-- TASK DESCRIPTION --
Please count the lines in the items below that contain the string "wrapper", treating uppercase and lowercase letters as different, and reply with only that number.

-- RECORD EXCERPTS --

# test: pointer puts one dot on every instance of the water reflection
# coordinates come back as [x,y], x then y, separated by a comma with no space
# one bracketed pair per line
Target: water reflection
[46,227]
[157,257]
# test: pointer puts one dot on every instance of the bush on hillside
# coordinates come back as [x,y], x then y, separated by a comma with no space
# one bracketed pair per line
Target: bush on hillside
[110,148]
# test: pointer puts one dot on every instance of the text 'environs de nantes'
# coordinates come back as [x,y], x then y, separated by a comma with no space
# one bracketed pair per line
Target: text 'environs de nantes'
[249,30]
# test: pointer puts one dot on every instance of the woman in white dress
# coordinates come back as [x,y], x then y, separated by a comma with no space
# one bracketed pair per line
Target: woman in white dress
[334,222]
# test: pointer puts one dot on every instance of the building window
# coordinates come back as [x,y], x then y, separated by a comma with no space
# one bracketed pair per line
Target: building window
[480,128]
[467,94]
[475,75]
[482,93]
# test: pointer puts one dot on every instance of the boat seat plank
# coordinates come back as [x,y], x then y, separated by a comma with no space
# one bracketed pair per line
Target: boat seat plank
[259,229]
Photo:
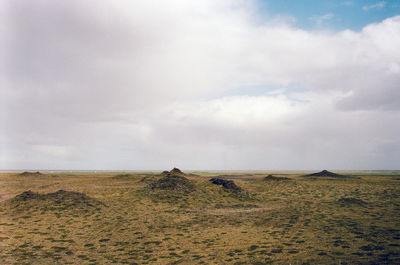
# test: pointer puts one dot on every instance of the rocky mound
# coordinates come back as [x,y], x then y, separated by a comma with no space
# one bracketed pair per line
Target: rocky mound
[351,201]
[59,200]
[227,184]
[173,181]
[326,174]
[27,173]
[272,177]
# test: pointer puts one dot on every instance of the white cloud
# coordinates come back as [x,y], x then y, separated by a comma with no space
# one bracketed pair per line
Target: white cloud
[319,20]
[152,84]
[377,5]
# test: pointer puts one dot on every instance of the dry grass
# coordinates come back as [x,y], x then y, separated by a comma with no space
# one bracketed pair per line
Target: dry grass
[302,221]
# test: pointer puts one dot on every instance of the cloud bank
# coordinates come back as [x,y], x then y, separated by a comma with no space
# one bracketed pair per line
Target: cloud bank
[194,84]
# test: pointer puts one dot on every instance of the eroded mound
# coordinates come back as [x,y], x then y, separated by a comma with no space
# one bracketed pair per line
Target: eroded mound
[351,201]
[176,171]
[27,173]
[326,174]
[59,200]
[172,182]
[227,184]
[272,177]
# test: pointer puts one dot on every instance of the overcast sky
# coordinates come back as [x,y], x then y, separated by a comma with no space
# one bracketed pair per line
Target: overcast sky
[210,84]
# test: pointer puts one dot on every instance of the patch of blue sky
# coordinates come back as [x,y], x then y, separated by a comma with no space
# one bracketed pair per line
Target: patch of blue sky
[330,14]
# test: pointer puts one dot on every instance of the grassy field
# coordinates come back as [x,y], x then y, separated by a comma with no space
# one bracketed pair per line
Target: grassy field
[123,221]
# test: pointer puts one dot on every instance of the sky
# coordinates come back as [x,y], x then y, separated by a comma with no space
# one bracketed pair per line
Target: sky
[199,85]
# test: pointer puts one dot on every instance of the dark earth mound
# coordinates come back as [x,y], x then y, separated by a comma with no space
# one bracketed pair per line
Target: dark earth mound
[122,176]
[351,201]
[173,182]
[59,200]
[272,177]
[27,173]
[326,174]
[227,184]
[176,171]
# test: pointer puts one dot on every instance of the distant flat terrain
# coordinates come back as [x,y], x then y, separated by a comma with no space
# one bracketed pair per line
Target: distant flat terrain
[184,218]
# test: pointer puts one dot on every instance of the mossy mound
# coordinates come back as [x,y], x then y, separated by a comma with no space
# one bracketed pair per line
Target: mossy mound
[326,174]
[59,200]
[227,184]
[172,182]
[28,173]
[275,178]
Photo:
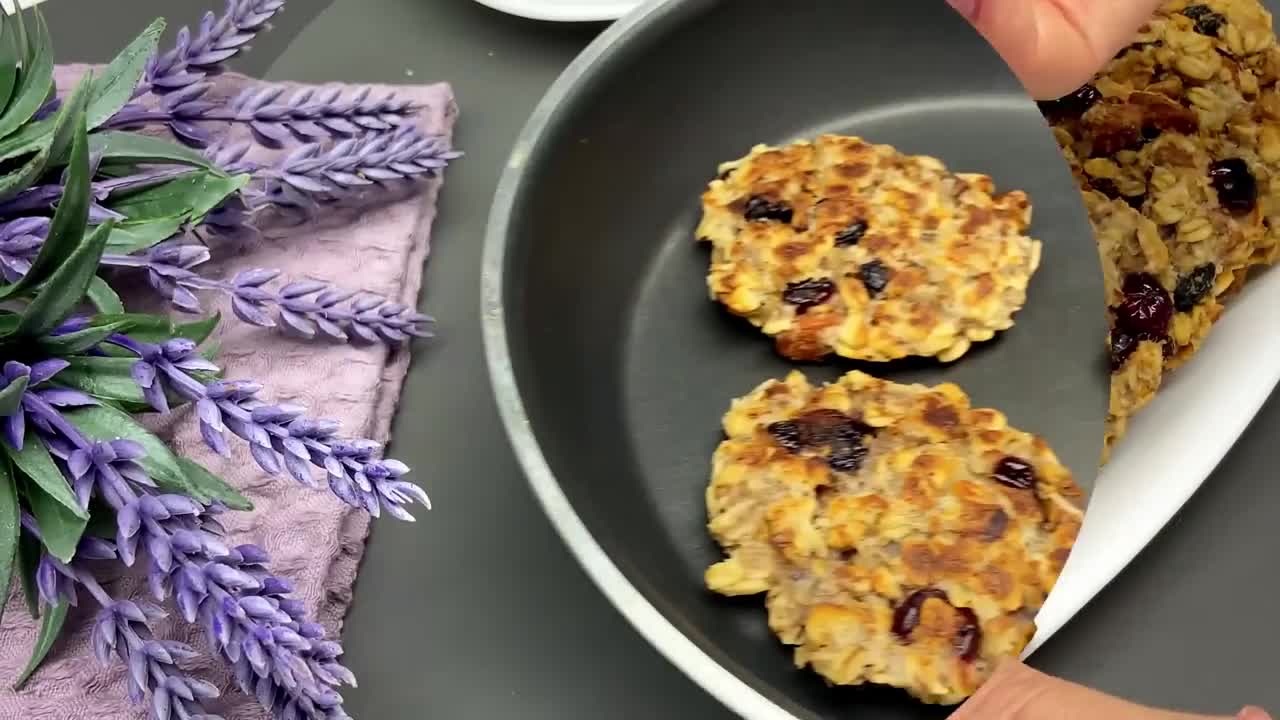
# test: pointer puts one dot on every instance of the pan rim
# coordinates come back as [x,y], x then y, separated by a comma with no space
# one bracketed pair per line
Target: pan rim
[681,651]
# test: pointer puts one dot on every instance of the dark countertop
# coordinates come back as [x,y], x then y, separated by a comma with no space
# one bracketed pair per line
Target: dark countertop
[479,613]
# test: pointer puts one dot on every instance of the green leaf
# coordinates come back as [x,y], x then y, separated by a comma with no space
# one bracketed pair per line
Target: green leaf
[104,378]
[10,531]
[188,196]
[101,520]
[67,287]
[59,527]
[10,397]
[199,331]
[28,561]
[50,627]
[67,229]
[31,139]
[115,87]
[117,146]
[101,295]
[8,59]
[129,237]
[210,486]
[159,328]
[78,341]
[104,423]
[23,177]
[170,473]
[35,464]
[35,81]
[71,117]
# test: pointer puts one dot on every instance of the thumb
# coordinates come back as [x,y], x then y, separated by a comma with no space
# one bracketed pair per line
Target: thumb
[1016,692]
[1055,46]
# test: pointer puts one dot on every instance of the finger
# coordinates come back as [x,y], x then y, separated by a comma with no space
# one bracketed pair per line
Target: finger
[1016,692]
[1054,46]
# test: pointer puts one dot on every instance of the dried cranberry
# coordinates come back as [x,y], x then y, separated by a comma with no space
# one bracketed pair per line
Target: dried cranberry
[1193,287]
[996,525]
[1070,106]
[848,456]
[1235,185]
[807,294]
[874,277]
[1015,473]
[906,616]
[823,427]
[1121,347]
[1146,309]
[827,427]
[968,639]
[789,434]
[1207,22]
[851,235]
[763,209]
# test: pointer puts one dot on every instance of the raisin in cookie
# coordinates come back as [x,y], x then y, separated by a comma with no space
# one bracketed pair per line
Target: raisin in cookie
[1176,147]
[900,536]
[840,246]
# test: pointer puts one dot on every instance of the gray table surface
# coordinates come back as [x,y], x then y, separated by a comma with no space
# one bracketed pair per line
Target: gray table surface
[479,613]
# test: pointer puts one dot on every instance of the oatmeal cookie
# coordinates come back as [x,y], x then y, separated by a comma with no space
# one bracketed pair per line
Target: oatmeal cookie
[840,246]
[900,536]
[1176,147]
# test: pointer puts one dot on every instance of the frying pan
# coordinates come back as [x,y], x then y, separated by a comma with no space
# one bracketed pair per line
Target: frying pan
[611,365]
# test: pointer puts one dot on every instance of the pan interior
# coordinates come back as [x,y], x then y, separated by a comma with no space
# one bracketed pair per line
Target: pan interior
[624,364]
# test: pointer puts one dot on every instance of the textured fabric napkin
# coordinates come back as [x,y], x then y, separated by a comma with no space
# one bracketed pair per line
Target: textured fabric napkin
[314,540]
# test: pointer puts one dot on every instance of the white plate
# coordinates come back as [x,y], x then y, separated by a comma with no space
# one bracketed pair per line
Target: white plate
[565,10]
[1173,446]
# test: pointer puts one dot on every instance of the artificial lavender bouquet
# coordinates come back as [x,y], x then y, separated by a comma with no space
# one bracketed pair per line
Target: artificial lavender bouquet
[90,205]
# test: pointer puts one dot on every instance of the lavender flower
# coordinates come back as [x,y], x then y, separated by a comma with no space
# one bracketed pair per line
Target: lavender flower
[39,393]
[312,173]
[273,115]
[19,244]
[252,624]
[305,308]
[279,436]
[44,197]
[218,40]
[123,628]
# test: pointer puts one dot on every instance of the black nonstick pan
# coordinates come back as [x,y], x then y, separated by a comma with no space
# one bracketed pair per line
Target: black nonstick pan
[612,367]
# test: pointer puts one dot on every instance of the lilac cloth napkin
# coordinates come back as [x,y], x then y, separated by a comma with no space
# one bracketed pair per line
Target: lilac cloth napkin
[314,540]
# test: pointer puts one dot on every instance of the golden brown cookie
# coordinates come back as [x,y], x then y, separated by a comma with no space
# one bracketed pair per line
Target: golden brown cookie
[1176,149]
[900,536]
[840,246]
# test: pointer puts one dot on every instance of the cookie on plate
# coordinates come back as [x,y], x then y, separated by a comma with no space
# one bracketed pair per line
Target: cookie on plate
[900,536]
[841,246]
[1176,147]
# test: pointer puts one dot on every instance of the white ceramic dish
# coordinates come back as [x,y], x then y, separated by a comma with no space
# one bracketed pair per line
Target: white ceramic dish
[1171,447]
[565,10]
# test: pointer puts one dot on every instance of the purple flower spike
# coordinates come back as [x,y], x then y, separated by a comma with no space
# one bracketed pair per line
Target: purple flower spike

* * *

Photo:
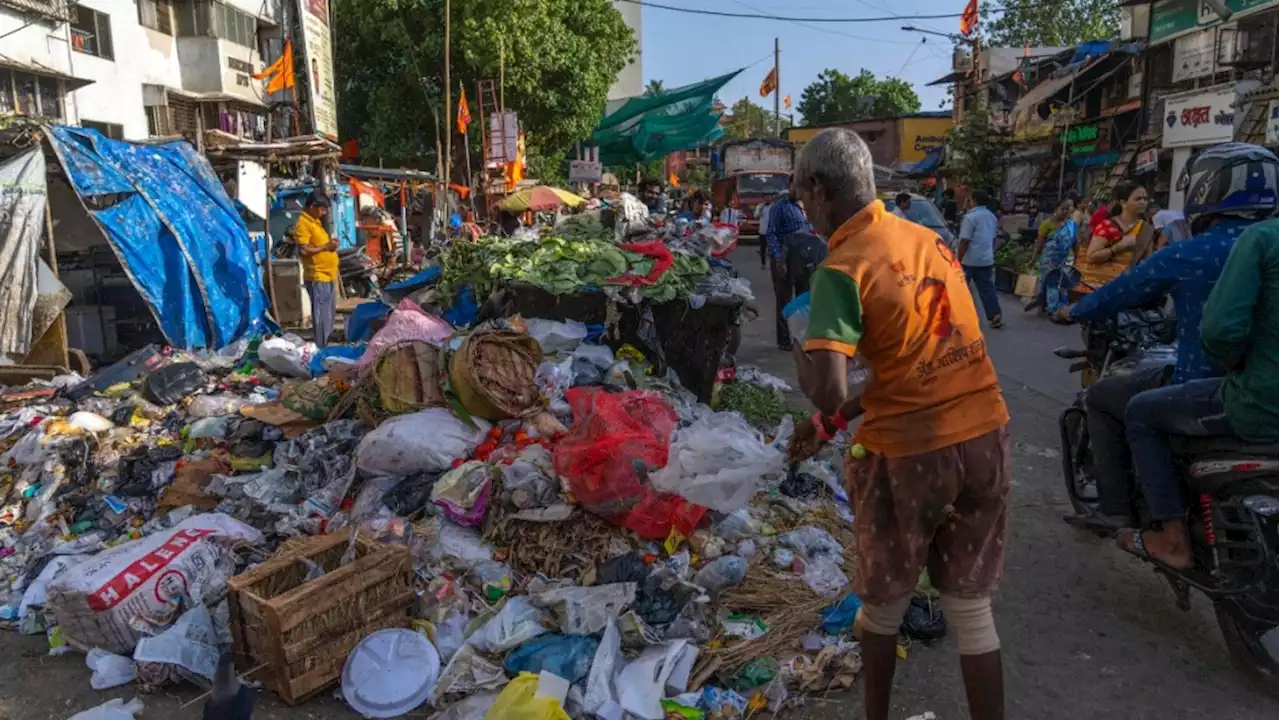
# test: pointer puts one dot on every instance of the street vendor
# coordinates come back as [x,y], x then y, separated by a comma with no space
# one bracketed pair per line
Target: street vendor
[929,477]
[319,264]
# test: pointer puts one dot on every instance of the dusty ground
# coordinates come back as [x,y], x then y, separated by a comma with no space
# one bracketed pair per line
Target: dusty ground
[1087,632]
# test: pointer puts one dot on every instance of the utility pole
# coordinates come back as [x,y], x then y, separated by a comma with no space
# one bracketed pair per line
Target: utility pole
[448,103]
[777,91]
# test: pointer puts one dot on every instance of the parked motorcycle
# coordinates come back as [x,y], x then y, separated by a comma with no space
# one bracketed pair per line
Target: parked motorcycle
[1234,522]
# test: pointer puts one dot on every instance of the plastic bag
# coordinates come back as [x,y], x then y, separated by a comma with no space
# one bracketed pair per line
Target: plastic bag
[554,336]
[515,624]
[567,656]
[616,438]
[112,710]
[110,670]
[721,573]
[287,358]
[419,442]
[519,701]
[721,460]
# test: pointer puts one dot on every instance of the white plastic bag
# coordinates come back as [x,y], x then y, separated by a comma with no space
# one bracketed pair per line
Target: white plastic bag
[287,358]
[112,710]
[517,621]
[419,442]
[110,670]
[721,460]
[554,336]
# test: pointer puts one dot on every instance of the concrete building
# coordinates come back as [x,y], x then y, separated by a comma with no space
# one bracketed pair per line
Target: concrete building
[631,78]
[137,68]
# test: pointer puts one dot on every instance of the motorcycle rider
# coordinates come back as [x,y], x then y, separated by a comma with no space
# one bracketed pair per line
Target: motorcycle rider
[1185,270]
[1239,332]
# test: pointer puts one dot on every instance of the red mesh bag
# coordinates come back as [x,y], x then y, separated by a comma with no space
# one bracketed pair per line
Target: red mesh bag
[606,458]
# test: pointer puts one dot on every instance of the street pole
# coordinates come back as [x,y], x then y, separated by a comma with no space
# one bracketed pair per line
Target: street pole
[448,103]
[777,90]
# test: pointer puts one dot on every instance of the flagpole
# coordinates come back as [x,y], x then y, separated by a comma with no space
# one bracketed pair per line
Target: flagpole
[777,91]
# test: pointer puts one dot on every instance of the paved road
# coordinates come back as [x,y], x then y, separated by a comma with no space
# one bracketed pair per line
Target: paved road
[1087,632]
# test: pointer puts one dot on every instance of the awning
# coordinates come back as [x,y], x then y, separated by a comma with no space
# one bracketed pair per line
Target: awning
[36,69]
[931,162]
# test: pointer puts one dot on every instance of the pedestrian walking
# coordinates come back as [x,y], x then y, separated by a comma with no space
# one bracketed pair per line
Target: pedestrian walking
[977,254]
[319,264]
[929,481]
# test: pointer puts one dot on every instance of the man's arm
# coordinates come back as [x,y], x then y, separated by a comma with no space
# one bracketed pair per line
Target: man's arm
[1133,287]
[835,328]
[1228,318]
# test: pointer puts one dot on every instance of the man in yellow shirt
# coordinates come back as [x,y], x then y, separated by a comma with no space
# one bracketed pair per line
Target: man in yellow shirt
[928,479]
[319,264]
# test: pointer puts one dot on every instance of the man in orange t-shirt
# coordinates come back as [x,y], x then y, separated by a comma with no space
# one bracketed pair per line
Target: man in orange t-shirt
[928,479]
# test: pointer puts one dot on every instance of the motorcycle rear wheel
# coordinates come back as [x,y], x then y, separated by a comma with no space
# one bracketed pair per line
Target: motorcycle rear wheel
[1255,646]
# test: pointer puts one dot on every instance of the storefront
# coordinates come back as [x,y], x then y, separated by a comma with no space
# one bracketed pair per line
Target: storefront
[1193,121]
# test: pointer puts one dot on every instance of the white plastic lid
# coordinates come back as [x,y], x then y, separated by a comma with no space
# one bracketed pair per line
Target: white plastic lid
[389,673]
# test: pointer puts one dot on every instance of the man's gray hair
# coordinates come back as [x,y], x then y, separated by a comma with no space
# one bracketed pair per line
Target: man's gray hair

...

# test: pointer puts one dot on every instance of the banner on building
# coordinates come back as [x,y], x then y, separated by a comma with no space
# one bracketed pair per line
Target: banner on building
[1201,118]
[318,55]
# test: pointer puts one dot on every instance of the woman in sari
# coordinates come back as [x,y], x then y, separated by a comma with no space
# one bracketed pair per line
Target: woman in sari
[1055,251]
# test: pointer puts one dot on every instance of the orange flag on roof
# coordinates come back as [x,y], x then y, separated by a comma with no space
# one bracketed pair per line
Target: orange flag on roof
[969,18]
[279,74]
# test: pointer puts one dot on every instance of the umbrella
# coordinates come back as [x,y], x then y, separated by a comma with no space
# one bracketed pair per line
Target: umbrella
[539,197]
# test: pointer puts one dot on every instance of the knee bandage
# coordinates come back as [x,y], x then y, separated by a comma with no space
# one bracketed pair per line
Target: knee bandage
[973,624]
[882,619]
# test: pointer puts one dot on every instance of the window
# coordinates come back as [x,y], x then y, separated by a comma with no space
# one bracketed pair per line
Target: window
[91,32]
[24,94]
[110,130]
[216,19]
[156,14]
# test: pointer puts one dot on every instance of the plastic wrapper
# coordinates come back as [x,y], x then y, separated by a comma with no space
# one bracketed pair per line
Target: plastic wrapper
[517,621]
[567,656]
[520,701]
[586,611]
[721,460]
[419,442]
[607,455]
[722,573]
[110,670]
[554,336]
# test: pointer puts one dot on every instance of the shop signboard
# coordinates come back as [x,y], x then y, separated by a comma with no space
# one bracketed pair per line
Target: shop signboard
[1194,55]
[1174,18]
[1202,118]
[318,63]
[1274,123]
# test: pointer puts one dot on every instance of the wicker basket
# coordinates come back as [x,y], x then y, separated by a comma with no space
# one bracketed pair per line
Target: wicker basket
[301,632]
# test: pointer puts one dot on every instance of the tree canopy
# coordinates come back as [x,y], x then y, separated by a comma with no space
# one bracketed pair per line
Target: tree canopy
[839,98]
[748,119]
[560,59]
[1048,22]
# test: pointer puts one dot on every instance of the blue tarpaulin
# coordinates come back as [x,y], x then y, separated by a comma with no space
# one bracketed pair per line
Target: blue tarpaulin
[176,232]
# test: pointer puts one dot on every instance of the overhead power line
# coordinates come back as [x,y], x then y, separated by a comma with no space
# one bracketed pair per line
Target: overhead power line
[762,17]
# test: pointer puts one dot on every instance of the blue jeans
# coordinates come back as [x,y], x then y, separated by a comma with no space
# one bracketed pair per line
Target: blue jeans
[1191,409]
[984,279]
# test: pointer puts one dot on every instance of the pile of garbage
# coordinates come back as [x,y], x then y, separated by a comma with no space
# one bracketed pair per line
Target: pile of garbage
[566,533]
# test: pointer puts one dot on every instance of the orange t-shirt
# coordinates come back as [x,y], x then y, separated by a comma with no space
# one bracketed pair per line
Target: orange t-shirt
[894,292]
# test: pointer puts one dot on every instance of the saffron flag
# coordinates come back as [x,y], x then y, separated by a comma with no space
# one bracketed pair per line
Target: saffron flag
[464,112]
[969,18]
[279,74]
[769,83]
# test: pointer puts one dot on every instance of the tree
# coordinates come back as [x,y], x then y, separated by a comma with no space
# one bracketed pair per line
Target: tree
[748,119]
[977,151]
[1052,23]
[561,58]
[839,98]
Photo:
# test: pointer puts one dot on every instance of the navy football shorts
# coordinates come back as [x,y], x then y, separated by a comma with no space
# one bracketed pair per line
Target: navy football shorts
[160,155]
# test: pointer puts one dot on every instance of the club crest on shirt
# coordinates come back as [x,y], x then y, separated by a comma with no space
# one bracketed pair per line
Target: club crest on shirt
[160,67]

-- RESPONSE --
2